TASK DIRECTIONS ->
Could you write out the records below exactly as they appear?
START INPUT MATERIAL
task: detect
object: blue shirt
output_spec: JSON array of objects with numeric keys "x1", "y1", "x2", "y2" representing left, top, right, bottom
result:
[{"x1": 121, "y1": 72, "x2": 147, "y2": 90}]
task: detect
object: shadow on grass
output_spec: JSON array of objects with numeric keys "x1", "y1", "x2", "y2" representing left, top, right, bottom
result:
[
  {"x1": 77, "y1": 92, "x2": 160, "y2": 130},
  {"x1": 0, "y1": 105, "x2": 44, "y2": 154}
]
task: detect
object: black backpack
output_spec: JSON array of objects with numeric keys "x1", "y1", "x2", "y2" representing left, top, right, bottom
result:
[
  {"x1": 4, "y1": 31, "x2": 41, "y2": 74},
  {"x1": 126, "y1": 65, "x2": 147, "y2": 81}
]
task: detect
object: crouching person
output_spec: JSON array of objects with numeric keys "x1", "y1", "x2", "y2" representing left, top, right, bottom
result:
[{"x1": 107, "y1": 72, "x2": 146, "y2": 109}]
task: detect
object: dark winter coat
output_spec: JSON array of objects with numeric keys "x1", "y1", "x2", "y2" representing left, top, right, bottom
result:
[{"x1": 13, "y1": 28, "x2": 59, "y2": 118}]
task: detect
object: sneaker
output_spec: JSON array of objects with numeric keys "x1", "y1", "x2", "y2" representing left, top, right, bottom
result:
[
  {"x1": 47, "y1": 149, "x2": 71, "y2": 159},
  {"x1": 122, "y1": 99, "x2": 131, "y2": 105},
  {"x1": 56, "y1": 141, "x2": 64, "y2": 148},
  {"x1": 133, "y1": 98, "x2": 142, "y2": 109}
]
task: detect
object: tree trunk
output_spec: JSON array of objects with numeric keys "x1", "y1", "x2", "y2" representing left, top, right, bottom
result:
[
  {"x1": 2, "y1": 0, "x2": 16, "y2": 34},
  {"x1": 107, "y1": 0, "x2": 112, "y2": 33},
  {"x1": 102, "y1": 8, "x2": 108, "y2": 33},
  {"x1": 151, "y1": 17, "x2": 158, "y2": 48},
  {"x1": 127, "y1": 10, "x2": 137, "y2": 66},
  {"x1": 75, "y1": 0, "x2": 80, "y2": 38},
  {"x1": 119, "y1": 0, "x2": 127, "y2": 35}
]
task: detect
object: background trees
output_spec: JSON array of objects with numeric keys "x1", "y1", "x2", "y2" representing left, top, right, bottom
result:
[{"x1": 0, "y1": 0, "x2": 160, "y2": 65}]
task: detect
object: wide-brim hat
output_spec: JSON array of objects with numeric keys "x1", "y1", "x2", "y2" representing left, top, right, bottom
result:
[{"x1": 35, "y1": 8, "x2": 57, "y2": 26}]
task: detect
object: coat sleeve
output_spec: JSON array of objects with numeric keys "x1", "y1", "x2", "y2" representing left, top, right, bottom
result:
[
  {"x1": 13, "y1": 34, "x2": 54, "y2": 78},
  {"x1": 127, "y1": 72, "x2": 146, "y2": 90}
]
END INPUT MATERIAL
EXERCISE RESPONSE ->
task: detect
object: blue shirt
output_spec: JSON array of objects with numeric keys "x1", "y1", "x2", "y2" representing left, top, right, bottom
result:
[{"x1": 121, "y1": 72, "x2": 147, "y2": 90}]
task: detect
object: shadow on grass
output_spec: JSON array of objects with numeric keys "x1", "y1", "x2", "y2" representing left, top, right, bottom
result:
[
  {"x1": 77, "y1": 92, "x2": 160, "y2": 130},
  {"x1": 0, "y1": 105, "x2": 44, "y2": 154}
]
task: detect
object: black backpack
output_spec: JSON array of objects with numeric keys "x1", "y1", "x2", "y2" representing left, top, right, bottom
result:
[
  {"x1": 4, "y1": 31, "x2": 41, "y2": 74},
  {"x1": 126, "y1": 65, "x2": 147, "y2": 81}
]
task: detect
object: crouching person
output_spec: JSON array of objects with numeric keys "x1", "y1", "x2", "y2" representing left, top, right, bottom
result:
[{"x1": 107, "y1": 72, "x2": 146, "y2": 109}]
task: detect
object: dark winter coat
output_spec: JSON array of objects with numeric keys "x1", "y1", "x2", "y2" representing left, top, right, bottom
result:
[{"x1": 13, "y1": 28, "x2": 59, "y2": 118}]
task: detect
object: sneaker
output_spec: JSON array of objects with numeric keys "x1", "y1", "x2", "y2" representing left, top, right, bottom
result:
[
  {"x1": 47, "y1": 149, "x2": 71, "y2": 159},
  {"x1": 122, "y1": 99, "x2": 131, "y2": 105},
  {"x1": 56, "y1": 141, "x2": 64, "y2": 148},
  {"x1": 133, "y1": 98, "x2": 142, "y2": 109}
]
task: detect
object: tree trunk
output_spec: JSON array of objects with numeric keys "x1", "y1", "x2", "y2" representing left, top, right, bottom
result:
[
  {"x1": 2, "y1": 0, "x2": 16, "y2": 34},
  {"x1": 107, "y1": 0, "x2": 112, "y2": 33},
  {"x1": 102, "y1": 8, "x2": 108, "y2": 33},
  {"x1": 151, "y1": 17, "x2": 158, "y2": 48},
  {"x1": 127, "y1": 10, "x2": 137, "y2": 66},
  {"x1": 75, "y1": 0, "x2": 80, "y2": 38},
  {"x1": 119, "y1": 0, "x2": 127, "y2": 35}
]
task: detect
object: background trees
output_spec: JSON array of objects with numeric keys "x1", "y1", "x2", "y2" representing left, top, right, bottom
result:
[{"x1": 0, "y1": 0, "x2": 160, "y2": 65}]
task: detect
object: wide-brim hat
output_spec: JSON array of objects with numeric keys "x1", "y1", "x2", "y2" representing left, top, right, bottom
result:
[{"x1": 35, "y1": 8, "x2": 57, "y2": 26}]
task: detect
object: coat sleeve
output_spec: JSON array of objects with numeric keys "x1", "y1", "x2", "y2" representing left, top, right, bottom
result:
[
  {"x1": 13, "y1": 34, "x2": 54, "y2": 78},
  {"x1": 127, "y1": 72, "x2": 146, "y2": 90}
]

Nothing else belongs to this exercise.